- 指示 1 -
下の抜粋文の表で、左の列に並んでいる項目名を、出てくる順にすべて書き出してください。

新規開業資金を提供する日本政策金融公庫は、民間金融機関の補完と、国策の推進を目的とした政府系金融機関です。とくに、一般的な金融機関がおこないにくい創業融資などに積極的に取り組んでおり、「新規開業資金」はその融資制度のひとつになります。
1)新規開業資金(女性、若者/シニア起業家支援関連)の概要
新規開業資金(女性、若者/シニア起業家支援関連)は、女性や39歳未満の若者、55歳以上のシニア起業家の方々が、新たな事業を立ち上げるために利用できる融資制度です。該当すれば「特別利率」が適用され、非常に有利な資金調達が可能になります。
対象者 | 開業または開業からおおむね7年以内の「女性・若者・シニア」 |
資金のつかいみち | 事業に必要な設備資金・運転資金など |
融資限度額 | 最大7,200万円(うち運転資金は最大4,800万円) |
返済期間 | 設備資金:20年以内
運転資金:10年以内 ※据置期間はそれぞれ5年以内 |
金利 | 特別利率A(土地取得費などは除く)

- 提供データ -
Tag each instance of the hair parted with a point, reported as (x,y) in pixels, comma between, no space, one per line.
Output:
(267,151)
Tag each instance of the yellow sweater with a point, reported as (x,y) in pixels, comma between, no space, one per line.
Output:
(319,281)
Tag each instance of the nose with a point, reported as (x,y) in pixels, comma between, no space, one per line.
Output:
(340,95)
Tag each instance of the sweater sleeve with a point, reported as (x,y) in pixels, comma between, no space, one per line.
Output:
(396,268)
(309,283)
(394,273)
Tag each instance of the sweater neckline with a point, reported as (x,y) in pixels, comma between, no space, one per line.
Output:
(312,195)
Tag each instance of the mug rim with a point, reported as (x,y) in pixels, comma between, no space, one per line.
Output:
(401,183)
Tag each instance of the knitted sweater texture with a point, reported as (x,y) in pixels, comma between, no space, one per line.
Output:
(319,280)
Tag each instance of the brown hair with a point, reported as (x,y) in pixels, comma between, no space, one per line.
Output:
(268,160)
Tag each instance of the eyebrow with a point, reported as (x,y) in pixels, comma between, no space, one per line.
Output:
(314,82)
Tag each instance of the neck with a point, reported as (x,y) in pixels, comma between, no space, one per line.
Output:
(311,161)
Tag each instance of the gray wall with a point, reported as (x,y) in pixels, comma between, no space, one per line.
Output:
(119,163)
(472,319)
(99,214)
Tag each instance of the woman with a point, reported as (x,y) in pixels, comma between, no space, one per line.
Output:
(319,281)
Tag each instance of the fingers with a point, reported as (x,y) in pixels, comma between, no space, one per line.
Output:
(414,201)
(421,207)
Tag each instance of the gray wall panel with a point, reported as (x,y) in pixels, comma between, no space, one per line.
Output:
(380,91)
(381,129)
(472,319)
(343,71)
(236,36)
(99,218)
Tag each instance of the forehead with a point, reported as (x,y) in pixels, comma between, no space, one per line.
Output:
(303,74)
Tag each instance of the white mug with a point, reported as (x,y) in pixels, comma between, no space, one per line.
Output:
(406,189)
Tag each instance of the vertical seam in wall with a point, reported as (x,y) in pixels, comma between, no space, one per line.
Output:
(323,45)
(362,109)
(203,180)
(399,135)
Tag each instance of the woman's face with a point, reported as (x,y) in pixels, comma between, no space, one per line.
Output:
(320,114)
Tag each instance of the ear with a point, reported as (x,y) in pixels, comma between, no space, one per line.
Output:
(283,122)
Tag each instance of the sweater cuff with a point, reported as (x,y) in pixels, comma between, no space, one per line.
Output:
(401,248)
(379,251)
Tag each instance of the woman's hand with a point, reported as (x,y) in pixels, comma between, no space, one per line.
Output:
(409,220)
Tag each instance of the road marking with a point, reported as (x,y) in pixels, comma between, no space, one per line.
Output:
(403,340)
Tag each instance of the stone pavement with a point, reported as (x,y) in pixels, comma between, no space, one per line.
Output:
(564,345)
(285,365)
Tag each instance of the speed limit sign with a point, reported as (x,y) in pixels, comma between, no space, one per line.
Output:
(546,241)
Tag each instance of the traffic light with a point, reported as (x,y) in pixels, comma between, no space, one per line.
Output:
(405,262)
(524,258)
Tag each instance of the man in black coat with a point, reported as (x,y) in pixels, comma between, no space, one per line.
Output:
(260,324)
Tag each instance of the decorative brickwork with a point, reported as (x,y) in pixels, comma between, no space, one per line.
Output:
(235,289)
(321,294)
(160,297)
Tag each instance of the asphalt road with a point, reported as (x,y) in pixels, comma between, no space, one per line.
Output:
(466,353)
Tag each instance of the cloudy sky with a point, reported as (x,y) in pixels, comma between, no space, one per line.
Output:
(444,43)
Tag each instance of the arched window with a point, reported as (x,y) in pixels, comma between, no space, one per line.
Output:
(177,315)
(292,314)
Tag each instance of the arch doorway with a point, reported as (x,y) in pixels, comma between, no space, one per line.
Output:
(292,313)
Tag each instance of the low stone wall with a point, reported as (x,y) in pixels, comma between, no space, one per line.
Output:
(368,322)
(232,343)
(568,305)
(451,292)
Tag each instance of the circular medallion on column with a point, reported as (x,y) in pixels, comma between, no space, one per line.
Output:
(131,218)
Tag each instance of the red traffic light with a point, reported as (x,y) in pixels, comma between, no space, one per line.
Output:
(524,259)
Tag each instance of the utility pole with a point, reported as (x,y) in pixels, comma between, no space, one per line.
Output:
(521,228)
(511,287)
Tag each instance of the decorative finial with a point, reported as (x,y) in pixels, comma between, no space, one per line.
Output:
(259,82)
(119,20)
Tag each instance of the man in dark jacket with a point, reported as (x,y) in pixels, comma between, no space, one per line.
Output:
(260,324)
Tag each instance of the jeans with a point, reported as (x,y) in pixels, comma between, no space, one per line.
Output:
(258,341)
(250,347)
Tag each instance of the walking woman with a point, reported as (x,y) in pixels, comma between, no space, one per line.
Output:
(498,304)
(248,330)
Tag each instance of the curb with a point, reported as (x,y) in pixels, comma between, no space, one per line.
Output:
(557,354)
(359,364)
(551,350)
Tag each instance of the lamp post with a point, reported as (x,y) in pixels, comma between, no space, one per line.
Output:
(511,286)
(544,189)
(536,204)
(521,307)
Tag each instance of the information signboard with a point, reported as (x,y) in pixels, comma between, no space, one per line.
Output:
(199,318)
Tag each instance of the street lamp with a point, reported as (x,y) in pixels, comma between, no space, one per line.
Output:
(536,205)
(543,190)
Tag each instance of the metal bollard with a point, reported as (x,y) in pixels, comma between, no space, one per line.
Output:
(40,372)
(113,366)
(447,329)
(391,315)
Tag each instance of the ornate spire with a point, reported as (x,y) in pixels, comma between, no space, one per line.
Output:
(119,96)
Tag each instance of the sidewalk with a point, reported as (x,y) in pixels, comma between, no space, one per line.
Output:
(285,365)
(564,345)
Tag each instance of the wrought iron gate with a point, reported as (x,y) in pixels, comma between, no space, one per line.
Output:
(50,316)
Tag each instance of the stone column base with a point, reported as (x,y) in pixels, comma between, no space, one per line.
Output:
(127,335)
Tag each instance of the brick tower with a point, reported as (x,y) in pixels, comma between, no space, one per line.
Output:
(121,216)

...

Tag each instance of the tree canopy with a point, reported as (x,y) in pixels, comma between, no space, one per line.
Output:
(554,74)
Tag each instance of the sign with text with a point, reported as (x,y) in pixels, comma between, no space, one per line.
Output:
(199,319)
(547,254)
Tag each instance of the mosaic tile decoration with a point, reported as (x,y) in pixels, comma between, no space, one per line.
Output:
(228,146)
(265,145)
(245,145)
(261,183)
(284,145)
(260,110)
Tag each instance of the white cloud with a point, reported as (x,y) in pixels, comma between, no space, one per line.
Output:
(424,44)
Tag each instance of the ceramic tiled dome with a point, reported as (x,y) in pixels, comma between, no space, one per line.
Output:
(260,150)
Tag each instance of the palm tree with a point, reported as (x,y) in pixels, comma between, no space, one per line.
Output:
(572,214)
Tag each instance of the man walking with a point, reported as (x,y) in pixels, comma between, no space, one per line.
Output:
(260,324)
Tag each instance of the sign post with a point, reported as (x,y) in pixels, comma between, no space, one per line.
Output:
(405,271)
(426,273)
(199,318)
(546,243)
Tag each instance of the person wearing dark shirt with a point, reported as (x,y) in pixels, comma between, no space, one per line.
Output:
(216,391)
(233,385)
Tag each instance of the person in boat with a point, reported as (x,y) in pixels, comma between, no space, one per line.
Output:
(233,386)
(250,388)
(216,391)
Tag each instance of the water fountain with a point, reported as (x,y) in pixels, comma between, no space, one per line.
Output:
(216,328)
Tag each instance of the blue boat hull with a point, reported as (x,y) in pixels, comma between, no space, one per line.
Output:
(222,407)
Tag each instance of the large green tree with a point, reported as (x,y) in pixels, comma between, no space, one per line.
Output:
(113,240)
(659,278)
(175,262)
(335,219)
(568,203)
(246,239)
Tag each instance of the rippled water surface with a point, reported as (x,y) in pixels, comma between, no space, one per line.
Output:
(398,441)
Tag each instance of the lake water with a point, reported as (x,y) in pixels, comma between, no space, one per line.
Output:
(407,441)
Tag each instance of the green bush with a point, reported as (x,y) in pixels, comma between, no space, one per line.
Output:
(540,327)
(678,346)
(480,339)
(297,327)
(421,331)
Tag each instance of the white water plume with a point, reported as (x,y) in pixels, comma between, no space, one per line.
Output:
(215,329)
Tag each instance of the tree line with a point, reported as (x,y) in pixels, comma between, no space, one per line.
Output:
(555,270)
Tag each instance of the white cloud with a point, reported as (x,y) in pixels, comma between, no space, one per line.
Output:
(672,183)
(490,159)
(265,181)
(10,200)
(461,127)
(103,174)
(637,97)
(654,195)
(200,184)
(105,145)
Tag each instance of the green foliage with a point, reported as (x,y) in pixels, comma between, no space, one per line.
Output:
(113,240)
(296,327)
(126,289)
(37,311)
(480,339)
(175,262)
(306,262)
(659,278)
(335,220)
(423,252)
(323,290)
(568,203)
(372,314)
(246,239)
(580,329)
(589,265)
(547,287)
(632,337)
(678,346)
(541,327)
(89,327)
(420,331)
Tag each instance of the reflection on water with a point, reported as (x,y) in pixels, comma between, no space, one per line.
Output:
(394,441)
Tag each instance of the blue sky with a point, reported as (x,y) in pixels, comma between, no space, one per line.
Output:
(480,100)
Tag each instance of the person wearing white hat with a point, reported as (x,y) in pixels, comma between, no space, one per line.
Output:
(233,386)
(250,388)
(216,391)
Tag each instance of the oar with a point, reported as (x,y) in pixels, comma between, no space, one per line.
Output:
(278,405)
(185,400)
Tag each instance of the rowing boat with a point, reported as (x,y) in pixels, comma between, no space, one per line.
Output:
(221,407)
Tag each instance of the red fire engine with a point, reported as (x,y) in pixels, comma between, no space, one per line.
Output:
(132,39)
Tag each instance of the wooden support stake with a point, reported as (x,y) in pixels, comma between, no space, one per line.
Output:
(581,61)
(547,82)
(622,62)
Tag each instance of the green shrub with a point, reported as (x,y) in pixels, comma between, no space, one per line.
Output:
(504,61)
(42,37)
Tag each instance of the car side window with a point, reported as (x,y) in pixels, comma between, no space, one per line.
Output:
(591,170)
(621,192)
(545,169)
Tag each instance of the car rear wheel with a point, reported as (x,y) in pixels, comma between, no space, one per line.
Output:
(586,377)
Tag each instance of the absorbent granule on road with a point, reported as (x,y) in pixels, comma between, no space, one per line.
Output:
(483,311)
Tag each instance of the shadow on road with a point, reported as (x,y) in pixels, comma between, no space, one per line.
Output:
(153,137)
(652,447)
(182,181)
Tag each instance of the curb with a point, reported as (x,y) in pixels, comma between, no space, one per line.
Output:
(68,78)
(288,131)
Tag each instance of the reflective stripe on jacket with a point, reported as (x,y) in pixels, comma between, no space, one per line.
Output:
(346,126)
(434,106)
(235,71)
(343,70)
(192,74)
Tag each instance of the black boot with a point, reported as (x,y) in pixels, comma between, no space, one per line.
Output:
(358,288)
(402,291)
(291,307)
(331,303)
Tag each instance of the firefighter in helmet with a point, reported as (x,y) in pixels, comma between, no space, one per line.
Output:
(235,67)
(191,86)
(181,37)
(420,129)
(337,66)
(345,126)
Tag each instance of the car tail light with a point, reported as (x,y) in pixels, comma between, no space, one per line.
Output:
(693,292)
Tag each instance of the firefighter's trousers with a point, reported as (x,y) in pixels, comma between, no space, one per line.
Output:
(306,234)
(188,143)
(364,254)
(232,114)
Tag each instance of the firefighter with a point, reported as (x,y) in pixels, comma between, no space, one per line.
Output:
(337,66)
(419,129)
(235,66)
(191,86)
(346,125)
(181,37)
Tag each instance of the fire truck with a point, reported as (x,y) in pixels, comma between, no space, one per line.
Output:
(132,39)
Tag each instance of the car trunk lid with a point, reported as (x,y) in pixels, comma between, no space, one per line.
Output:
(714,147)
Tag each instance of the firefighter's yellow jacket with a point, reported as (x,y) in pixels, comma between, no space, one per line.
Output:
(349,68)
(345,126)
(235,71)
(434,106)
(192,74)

- 指示 2 -
上の行のうち、"wearing" という語を含む行を一つ残らず集めて、そのまま写してください。大文字と小文字の区別は守ってください。

- 回答 1 -
対象者
資金のつかいみち
融資限度額
返済期間
金利

- 回答 2 -
Tag each instance of the person wearing dark shirt with a point, reported as (x,y) in pixels, comma between, no space, one per line.
Tag each instance of the person wearing white hat with a point, reported as (x,y) in pixels, comma between, no space, one per line.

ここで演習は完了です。